Requirement ▸ Make an exact copy of the lines below.
START Dataset records
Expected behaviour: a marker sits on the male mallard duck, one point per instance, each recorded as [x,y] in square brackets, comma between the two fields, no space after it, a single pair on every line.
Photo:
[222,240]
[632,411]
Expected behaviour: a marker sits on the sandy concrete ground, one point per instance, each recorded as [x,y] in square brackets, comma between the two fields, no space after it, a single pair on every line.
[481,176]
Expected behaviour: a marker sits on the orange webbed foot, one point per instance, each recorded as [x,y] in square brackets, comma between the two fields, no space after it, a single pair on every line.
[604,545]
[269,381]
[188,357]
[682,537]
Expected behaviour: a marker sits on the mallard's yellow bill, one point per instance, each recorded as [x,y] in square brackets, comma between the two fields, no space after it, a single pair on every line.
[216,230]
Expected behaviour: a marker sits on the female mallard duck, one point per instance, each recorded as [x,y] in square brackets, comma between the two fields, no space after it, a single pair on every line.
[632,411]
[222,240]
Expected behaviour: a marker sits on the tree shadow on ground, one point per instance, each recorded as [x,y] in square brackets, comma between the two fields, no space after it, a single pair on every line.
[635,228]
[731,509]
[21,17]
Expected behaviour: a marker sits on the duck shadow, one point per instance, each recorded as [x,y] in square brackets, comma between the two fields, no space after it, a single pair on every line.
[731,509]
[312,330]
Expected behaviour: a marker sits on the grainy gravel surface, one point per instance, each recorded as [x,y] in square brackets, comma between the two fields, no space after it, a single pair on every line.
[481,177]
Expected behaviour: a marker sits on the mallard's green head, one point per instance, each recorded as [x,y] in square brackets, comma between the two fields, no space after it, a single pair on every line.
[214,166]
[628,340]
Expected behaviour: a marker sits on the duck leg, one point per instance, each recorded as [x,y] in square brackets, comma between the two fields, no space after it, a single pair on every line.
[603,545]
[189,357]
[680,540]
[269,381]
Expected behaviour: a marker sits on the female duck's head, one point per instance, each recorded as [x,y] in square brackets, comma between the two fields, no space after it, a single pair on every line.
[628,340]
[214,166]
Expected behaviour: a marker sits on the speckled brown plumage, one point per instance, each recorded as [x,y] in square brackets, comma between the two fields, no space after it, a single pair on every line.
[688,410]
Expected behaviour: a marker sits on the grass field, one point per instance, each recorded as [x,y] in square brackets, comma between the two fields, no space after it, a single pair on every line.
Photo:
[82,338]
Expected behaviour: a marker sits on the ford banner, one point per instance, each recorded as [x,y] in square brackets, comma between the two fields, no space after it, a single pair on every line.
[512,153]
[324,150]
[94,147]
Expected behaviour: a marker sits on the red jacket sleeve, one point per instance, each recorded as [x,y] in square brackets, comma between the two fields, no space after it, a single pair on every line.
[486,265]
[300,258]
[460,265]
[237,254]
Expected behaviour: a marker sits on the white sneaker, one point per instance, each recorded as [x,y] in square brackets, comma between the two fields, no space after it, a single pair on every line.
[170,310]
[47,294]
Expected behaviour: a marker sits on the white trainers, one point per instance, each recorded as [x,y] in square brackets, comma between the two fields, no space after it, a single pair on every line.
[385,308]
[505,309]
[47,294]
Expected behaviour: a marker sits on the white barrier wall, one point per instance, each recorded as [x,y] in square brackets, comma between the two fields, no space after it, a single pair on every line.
END Dataset records
Response to the exercise ▸
Expected behaviour: a marker sits on the male mallard duck, one point per instance, each recorded as [x,y] in square brackets, comma between the two fields, no space after it, a single pair on every line.
Photo:
[222,240]
[632,411]
Expected behaviour: a marker sits on the sandy concrete ground, one point per instance, each recorded as [x,y] in square brackets, comma between the two fields, no space after it, a single pair on every line.
[481,176]
Expected behaviour: a marker sits on the orange webbed foot, one point per instance, each recorded as [x,y] in square brackets, comma between the two fields, no space after it, a single pair on every line.
[604,545]
[269,381]
[188,357]
[682,537]
Expected behaviour: a marker sits on the mallard's yellow bill, one point per instance, each recorded as [x,y] in square brackets, comma between the two fields, no space after it, a single pair on every line.
[216,230]
Expected behaviour: a marker sits on the female mallard duck, one point per instance, each recorded as [x,y] in square brackets, comma between the two fields, no space after it, a single pair on every line.
[632,411]
[222,240]
Expected behaviour: a marker sits on the tree shadow on ground, one point per instance, each recorded as [x,y] in square brackets, comma between the two fields, no space after it, a single pair on every line.
[635,228]
[731,509]
[21,17]
Expected behaviour: a marker sits on the duck shadow, one point per instance, each recorded as [x,y] in square brackets, comma between the two fields, no space after it, a single pair on every line.
[731,509]
[312,330]
Expected behaviour: a marker sits on the grainy gravel surface, one point per instance, each recorded as [x,y] in square brackets, comma between the two fields, no space after it, a single pair on every line.
[481,177]
Expected behaviour: a marker sits on the mallard's green head, one point per instance, each recorded as [x,y] in square brackets, comma between the two fields, no space after it, a single pair on every line.
[214,166]
[628,340]
Expected behaviour: a marker sits on the duck leg, one point per instance, each recorded as [x,y] in square brackets, comma between the two fields, no space after it, a single pair on every line.
[603,545]
[189,357]
[680,540]
[269,381]
Expected behaviour: a marker sits on the female duck's head, one point per instance, each recorded as [x,y] in square brackets, comma between the two fields, no space after it, a single pair on every line.
[628,340]
[214,166]
Expected behaviour: a marker sits on the speckled brown plumage, one point per instance, each recorded as [x,y] in square brackets, comma between the two fields, no space after it, a single pair on every line.
[688,410]
Expected behaviour: a marker sits on the grass field, one point per instance, each recorded as [x,y] in square brackets, comma between the two fields, no space after it, a single pair on every line.
Photo:
[82,338]
Expected behaviour: a marker sits on the ford banner, one point per instance, each recorded as [x,y] in square brackets, comma between the two fields, no space after it, a single pair on every line.
[512,153]
[324,150]
[94,147]
Expected behaviour: a marker sits on the red jacket sleeve, one point per instance, each recorded as [x,y] in square brackets, comma between the two fields, no space after it, a single pair on every line.
[486,265]
[300,258]
[460,265]
[237,254]
Expected behaviour: a marker sits on the white sneaker, one point per instance, each recorded as [x,y] in square brackets, comma between the two fields, no space after it, a single pair on every line.
[170,310]
[47,294]
Expected behaviour: a marker sits on the white trainers, one point per instance, each recorded as [x,y] in square brackets, comma between the two fields, no space after it, a single pair on every line.
[385,308]
[505,309]
[47,294]
Expected behaviour: a marker sits on the white barrier wall, one point per instance, each recorded as [x,y] in square brackets, comma between the two fields, no space after it, a single pair on every line.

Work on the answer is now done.